Instructions to follow: Transcribe, exactly as they appear, only the lines from the one holding "Target: green leafy plant" through the end of the entries below.
== == ==
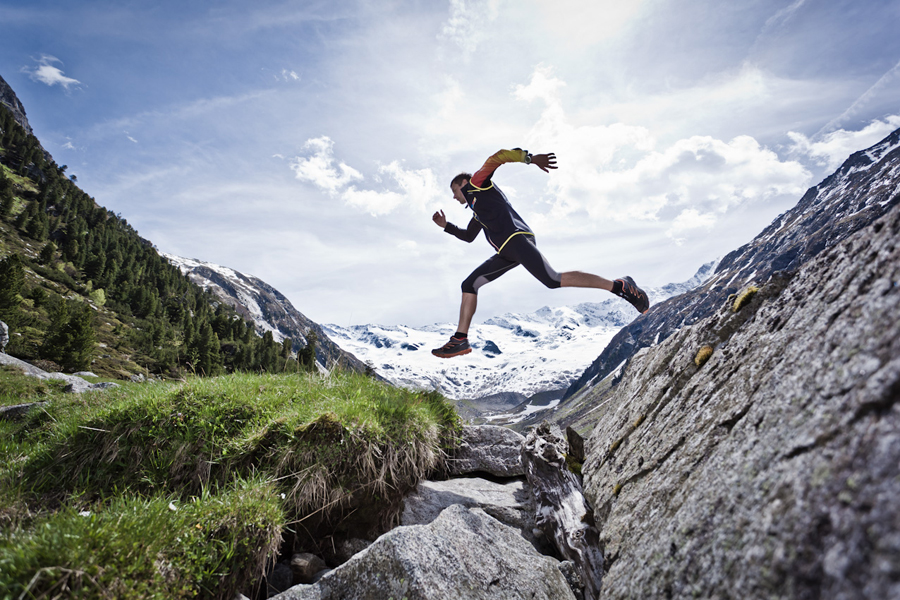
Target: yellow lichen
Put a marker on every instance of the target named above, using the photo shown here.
(703, 355)
(744, 297)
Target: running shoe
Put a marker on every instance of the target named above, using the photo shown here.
(631, 292)
(455, 347)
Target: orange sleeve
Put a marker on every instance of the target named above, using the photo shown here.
(484, 174)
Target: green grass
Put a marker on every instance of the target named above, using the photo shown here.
(132, 547)
(744, 297)
(322, 455)
(16, 388)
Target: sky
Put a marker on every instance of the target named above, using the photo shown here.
(308, 143)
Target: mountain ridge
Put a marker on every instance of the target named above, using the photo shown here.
(267, 308)
(513, 354)
(860, 191)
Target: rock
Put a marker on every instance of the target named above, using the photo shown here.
(305, 566)
(567, 567)
(464, 554)
(562, 513)
(488, 449)
(576, 445)
(75, 385)
(508, 502)
(279, 579)
(349, 547)
(773, 468)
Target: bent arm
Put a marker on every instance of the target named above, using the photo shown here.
(468, 234)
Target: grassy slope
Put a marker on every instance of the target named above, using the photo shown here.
(190, 487)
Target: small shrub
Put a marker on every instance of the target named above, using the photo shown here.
(744, 298)
(703, 355)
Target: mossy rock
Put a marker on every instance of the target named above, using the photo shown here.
(703, 355)
(744, 298)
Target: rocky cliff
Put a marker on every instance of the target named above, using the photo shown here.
(9, 99)
(862, 190)
(772, 469)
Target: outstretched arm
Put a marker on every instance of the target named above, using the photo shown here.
(483, 175)
(544, 161)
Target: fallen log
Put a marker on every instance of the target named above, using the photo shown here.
(561, 512)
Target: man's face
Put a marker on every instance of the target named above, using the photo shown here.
(457, 191)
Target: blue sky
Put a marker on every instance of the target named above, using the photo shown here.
(308, 143)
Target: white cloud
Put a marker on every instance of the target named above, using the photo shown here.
(320, 168)
(579, 24)
(617, 172)
(49, 74)
(688, 220)
(465, 26)
(834, 148)
(418, 188)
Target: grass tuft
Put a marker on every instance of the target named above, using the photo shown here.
(703, 355)
(744, 298)
(241, 457)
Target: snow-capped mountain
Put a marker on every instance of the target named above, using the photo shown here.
(265, 306)
(523, 354)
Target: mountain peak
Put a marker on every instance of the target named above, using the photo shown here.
(9, 99)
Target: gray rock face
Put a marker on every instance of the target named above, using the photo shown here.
(508, 502)
(305, 566)
(462, 555)
(861, 191)
(772, 470)
(488, 449)
(75, 384)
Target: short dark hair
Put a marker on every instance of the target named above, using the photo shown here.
(459, 178)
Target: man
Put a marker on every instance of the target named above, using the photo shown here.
(514, 243)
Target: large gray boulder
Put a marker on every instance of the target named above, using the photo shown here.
(464, 554)
(509, 502)
(488, 449)
(772, 470)
(75, 385)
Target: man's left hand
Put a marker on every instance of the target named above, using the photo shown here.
(544, 161)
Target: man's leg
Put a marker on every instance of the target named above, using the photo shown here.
(580, 279)
(488, 271)
(523, 249)
(467, 311)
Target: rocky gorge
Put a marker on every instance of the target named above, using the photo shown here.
(754, 453)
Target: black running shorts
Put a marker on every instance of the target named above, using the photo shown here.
(519, 250)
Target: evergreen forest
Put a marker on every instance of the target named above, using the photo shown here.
(81, 290)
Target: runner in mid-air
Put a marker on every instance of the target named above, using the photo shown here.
(514, 242)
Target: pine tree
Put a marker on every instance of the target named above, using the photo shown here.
(12, 278)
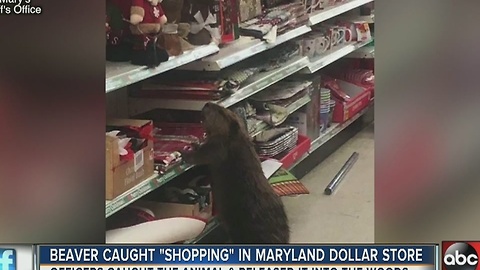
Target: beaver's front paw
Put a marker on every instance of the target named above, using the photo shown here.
(188, 153)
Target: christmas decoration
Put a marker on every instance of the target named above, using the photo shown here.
(147, 19)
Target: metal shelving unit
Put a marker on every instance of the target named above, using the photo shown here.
(213, 58)
(122, 74)
(252, 86)
(242, 49)
(330, 12)
(142, 189)
(317, 63)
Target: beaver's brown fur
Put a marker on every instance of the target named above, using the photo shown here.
(247, 205)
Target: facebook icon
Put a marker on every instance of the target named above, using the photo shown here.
(7, 259)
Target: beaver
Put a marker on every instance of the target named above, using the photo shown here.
(247, 205)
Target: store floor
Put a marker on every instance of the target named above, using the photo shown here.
(347, 216)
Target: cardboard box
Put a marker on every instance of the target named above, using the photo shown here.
(123, 175)
(346, 109)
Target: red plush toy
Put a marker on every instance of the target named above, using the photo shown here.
(147, 18)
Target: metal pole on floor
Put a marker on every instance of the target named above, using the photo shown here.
(341, 174)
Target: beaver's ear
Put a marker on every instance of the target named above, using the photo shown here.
(234, 127)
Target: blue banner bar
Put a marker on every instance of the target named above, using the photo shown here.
(238, 255)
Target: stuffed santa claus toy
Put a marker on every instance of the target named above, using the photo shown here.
(147, 18)
(119, 43)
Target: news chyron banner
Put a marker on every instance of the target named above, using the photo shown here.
(289, 257)
(16, 257)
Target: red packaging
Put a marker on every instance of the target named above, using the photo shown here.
(351, 98)
(303, 145)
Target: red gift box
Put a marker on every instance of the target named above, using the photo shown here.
(351, 98)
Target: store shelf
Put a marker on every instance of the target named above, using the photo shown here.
(241, 49)
(367, 52)
(261, 126)
(330, 12)
(251, 87)
(119, 75)
(322, 61)
(140, 190)
(331, 132)
(211, 226)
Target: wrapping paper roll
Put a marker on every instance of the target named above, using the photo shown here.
(163, 231)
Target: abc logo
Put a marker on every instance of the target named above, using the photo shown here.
(460, 256)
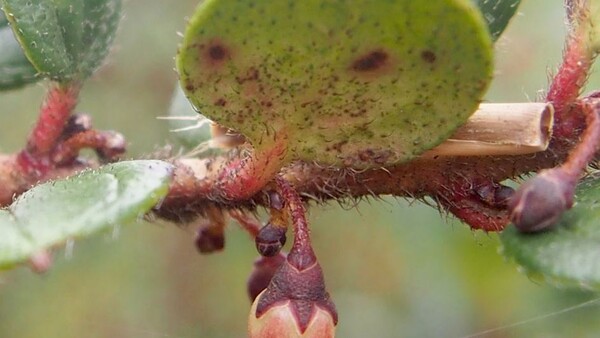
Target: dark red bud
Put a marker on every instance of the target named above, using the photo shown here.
(264, 269)
(540, 202)
(270, 240)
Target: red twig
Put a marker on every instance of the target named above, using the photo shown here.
(301, 255)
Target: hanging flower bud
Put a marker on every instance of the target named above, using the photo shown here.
(540, 202)
(295, 304)
(264, 269)
(270, 239)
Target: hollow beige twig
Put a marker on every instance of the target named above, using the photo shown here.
(501, 129)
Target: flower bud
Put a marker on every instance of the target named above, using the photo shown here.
(270, 239)
(263, 272)
(540, 202)
(295, 304)
(280, 321)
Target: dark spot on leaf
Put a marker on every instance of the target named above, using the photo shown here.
(370, 62)
(217, 52)
(428, 56)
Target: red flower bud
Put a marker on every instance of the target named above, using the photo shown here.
(263, 272)
(281, 321)
(540, 202)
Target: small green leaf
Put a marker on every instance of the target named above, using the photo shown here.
(94, 200)
(189, 127)
(350, 83)
(568, 254)
(66, 40)
(497, 14)
(15, 69)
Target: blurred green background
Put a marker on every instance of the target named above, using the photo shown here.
(394, 269)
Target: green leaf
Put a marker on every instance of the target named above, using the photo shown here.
(568, 254)
(497, 14)
(51, 213)
(189, 127)
(354, 83)
(15, 69)
(66, 40)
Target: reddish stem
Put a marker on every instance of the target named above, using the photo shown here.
(572, 75)
(301, 255)
(584, 152)
(56, 109)
(243, 178)
(60, 101)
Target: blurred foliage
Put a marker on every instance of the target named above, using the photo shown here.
(394, 269)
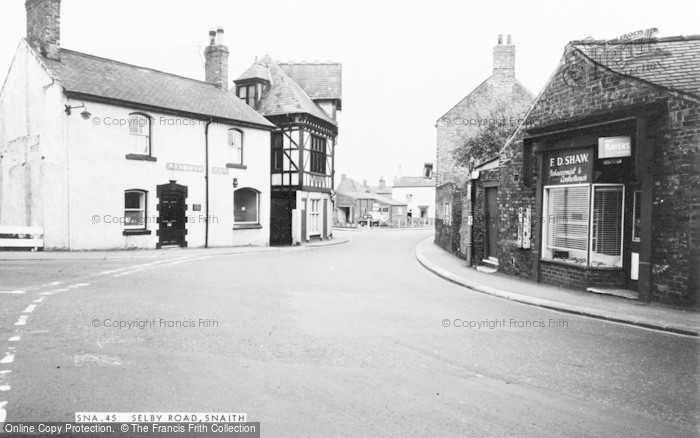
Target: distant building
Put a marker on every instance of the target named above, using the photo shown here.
(302, 101)
(418, 192)
(106, 155)
(354, 200)
(501, 99)
(599, 186)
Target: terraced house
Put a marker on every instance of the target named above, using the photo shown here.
(599, 186)
(100, 154)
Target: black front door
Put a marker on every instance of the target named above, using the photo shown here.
(491, 218)
(172, 218)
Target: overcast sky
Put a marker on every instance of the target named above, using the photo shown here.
(404, 63)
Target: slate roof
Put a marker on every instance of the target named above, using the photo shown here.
(318, 80)
(255, 71)
(414, 181)
(285, 96)
(105, 78)
(373, 197)
(672, 62)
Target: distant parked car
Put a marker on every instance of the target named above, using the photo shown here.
(375, 219)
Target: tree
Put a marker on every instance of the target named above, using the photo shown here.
(492, 134)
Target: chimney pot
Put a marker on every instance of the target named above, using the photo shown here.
(44, 26)
(216, 60)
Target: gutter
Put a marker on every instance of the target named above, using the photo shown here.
(206, 182)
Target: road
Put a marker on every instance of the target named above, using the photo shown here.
(345, 340)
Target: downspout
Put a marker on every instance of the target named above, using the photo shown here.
(206, 182)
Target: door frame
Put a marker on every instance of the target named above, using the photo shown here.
(490, 185)
(172, 188)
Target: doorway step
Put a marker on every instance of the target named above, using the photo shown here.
(488, 266)
(624, 293)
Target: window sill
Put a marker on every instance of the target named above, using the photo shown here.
(583, 267)
(247, 227)
(138, 157)
(136, 232)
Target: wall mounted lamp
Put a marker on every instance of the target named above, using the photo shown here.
(85, 114)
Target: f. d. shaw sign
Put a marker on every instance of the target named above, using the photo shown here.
(573, 166)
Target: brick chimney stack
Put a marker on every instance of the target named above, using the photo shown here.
(504, 59)
(216, 60)
(44, 27)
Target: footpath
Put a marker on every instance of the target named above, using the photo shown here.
(611, 308)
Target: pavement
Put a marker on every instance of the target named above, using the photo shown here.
(610, 308)
(164, 252)
(349, 340)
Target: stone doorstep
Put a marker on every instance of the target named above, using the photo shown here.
(623, 293)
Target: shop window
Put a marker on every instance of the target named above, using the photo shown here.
(606, 225)
(140, 134)
(135, 209)
(318, 154)
(637, 217)
(235, 145)
(574, 234)
(246, 203)
(277, 151)
(314, 216)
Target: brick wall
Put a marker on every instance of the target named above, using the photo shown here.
(676, 176)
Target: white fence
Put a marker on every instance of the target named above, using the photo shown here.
(23, 237)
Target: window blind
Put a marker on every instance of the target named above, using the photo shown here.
(607, 220)
(568, 217)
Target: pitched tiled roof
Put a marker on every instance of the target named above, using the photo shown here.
(319, 80)
(350, 185)
(414, 181)
(672, 62)
(255, 71)
(284, 96)
(105, 78)
(373, 197)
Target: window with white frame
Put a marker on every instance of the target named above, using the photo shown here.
(246, 206)
(314, 216)
(606, 225)
(135, 209)
(140, 134)
(583, 224)
(235, 144)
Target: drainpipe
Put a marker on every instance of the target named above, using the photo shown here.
(206, 182)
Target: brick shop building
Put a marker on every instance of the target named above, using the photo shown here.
(600, 185)
(500, 99)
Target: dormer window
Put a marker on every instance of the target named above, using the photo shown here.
(248, 94)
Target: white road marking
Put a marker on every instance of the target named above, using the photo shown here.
(129, 272)
(51, 292)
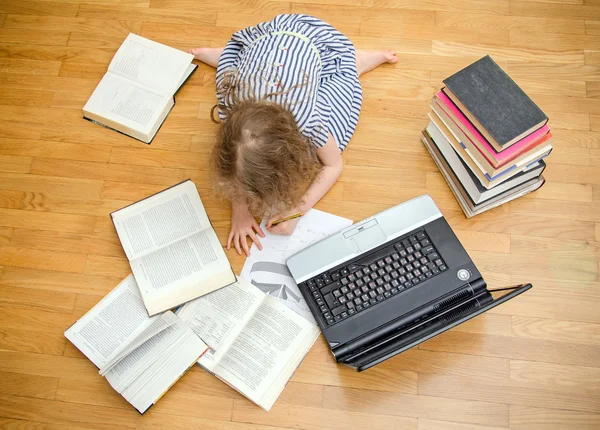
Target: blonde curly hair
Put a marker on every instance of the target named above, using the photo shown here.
(261, 158)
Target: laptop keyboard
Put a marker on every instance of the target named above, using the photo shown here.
(345, 291)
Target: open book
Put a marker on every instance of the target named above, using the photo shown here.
(136, 94)
(173, 250)
(140, 356)
(256, 342)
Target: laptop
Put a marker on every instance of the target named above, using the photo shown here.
(391, 282)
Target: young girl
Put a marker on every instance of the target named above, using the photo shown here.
(288, 99)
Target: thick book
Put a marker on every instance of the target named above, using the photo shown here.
(137, 92)
(465, 180)
(141, 357)
(444, 124)
(494, 103)
(538, 141)
(465, 204)
(256, 342)
(172, 248)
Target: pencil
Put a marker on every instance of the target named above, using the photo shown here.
(279, 221)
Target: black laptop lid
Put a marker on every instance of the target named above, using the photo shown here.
(436, 325)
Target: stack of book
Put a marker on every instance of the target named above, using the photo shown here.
(487, 137)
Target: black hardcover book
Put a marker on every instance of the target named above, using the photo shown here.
(494, 103)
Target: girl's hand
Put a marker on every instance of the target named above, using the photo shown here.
(287, 227)
(243, 224)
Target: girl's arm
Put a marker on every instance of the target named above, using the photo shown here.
(330, 172)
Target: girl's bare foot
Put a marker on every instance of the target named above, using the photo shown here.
(209, 56)
(368, 60)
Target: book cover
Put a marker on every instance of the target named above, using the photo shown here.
(506, 114)
(495, 159)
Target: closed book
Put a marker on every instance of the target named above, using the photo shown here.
(469, 156)
(474, 191)
(465, 204)
(494, 103)
(535, 142)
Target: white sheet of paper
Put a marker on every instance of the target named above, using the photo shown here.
(266, 269)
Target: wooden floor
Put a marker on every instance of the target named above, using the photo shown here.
(531, 364)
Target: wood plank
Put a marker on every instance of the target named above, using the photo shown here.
(45, 221)
(550, 299)
(58, 150)
(67, 242)
(593, 89)
(304, 417)
(30, 298)
(40, 202)
(31, 341)
(39, 8)
(30, 67)
(425, 424)
(126, 13)
(555, 377)
(563, 248)
(88, 133)
(551, 10)
(550, 42)
(15, 164)
(66, 187)
(66, 413)
(18, 277)
(26, 97)
(556, 209)
(102, 27)
(592, 57)
(543, 70)
(72, 69)
(582, 193)
(5, 235)
(97, 393)
(101, 265)
(506, 392)
(569, 121)
(422, 406)
(39, 387)
(107, 172)
(535, 225)
(505, 53)
(514, 348)
(15, 35)
(382, 378)
(42, 259)
(20, 317)
(556, 330)
(156, 158)
(535, 418)
(541, 25)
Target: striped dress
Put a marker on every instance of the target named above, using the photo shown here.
(311, 63)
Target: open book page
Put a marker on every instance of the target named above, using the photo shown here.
(126, 105)
(173, 250)
(110, 326)
(151, 64)
(266, 269)
(160, 323)
(138, 360)
(218, 317)
(160, 220)
(180, 354)
(256, 360)
(186, 75)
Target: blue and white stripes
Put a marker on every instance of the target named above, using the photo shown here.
(311, 63)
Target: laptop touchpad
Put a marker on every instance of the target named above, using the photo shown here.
(369, 238)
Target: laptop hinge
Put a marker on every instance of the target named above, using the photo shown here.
(459, 295)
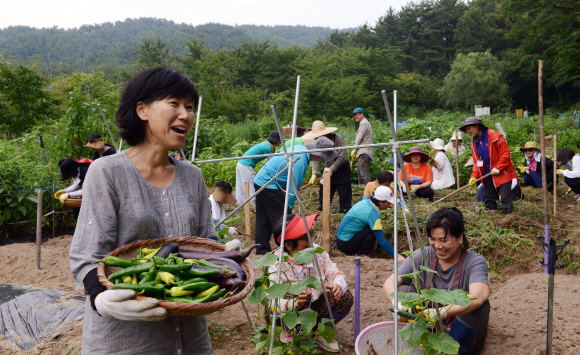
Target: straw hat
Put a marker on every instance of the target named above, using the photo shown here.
(529, 146)
(318, 129)
(454, 137)
(225, 198)
(424, 157)
(438, 144)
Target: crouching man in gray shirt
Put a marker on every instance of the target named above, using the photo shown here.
(457, 268)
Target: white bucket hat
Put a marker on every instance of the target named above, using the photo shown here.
(384, 193)
(438, 144)
(318, 129)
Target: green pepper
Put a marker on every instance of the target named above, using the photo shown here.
(115, 261)
(149, 276)
(174, 268)
(137, 269)
(141, 289)
(198, 287)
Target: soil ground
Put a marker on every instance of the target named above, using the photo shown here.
(518, 288)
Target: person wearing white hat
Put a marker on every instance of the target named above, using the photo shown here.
(361, 230)
(442, 171)
(341, 174)
(455, 144)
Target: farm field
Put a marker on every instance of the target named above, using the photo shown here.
(518, 298)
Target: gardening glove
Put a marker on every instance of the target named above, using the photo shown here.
(121, 305)
(63, 197)
(233, 245)
(313, 180)
(472, 182)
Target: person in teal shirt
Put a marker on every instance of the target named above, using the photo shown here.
(361, 229)
(270, 202)
(245, 168)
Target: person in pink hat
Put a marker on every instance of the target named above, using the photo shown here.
(419, 174)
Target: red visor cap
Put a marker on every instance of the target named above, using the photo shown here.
(295, 229)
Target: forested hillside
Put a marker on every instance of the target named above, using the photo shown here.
(109, 46)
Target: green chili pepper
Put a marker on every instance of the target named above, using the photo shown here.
(149, 276)
(115, 261)
(175, 268)
(137, 269)
(199, 287)
(141, 289)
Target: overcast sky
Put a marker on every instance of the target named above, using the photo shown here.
(68, 13)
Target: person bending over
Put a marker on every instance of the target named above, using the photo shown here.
(457, 268)
(339, 296)
(361, 230)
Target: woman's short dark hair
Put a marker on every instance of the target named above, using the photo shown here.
(93, 136)
(564, 155)
(385, 177)
(278, 229)
(69, 168)
(224, 185)
(148, 86)
(451, 220)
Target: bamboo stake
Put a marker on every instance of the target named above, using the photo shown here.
(38, 227)
(326, 210)
(457, 157)
(248, 222)
(456, 191)
(555, 183)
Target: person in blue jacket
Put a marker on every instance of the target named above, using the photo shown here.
(270, 202)
(245, 168)
(361, 229)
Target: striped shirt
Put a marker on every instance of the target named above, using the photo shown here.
(120, 207)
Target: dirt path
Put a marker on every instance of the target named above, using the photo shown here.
(517, 324)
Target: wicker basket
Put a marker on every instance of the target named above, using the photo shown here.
(129, 251)
(73, 202)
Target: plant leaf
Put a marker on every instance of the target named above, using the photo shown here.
(307, 319)
(257, 296)
(278, 290)
(412, 332)
(444, 343)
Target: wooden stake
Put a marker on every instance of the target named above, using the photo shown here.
(555, 183)
(247, 212)
(457, 158)
(326, 210)
(38, 227)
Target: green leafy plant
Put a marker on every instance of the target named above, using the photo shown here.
(302, 324)
(425, 331)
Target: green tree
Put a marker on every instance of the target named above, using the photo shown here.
(474, 79)
(23, 98)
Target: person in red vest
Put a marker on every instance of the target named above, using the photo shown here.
(491, 154)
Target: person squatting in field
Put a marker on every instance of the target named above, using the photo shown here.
(340, 298)
(491, 154)
(339, 167)
(270, 202)
(456, 268)
(361, 229)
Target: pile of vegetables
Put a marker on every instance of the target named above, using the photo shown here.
(185, 276)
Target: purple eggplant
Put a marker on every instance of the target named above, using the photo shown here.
(238, 255)
(167, 249)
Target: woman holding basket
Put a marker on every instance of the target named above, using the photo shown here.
(141, 193)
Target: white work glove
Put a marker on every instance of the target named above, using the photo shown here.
(233, 245)
(313, 179)
(63, 197)
(121, 305)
== == ==
Result:
Target: green leafy plant
Put a marker on every instance of the target named above, using the photo shown here.
(302, 324)
(425, 331)
Target: green tree
Put a marker on every instance of the target named above, using the photo shown here.
(474, 79)
(23, 98)
Target: person in red vest
Put a marker on every instance of the target named above, using the photo shown here.
(491, 154)
Target: person squatting in field
Put a marker on every instance of the target named above, using the photo shown here.
(340, 298)
(491, 154)
(339, 167)
(270, 202)
(456, 268)
(361, 229)
Target: pile of vegetables
Put a marker on every instance of the target named above, using the photo shown here.
(185, 276)
Target: purple eggplant
Put a marker on every instance of the target named above, using the photo shown here.
(238, 255)
(167, 249)
Target: woman holding basket
Put a marker on every instance of the target named above, using the photo shown here.
(141, 193)
Target: white work glove
Put a marker on every instance of the target named above, using the photo shown here.
(233, 245)
(313, 179)
(63, 197)
(121, 305)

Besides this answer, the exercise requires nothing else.